**EXERCISE INSTRUCTIONS**
Collect every line below that contains the word "white" and copy each one in full.

**DATA ROWS**
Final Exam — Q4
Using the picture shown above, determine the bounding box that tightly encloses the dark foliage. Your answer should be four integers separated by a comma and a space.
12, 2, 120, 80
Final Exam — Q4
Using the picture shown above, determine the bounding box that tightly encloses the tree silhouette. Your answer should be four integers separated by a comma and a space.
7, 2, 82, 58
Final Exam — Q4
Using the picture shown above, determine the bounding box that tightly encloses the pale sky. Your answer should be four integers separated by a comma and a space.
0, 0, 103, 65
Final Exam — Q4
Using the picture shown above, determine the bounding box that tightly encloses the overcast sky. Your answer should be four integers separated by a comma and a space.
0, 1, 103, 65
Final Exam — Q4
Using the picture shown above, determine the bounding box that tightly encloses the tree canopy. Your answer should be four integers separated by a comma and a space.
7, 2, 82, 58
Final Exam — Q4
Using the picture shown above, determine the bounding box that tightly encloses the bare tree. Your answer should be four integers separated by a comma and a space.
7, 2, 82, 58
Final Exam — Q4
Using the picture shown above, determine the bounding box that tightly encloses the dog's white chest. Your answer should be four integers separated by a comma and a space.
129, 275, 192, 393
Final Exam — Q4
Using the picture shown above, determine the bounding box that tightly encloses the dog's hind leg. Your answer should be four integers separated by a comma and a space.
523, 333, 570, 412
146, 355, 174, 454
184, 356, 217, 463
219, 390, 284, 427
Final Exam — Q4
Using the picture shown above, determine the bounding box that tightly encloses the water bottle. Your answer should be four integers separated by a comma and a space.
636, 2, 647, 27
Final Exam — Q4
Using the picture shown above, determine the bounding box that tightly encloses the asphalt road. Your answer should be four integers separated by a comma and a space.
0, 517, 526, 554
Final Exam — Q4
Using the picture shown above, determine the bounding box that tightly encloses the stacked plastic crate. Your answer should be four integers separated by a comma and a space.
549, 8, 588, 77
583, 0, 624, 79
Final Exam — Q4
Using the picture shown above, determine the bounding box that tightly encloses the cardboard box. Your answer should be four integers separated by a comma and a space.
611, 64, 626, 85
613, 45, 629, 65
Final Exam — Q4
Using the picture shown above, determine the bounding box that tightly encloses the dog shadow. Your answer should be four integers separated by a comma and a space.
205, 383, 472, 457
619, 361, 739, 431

**WRITTEN SOLUTION**
Using the picture shown above, determine the bounding box that tightly encloses the dog's white chest. Your answer should be four integers separated by a comma and a space.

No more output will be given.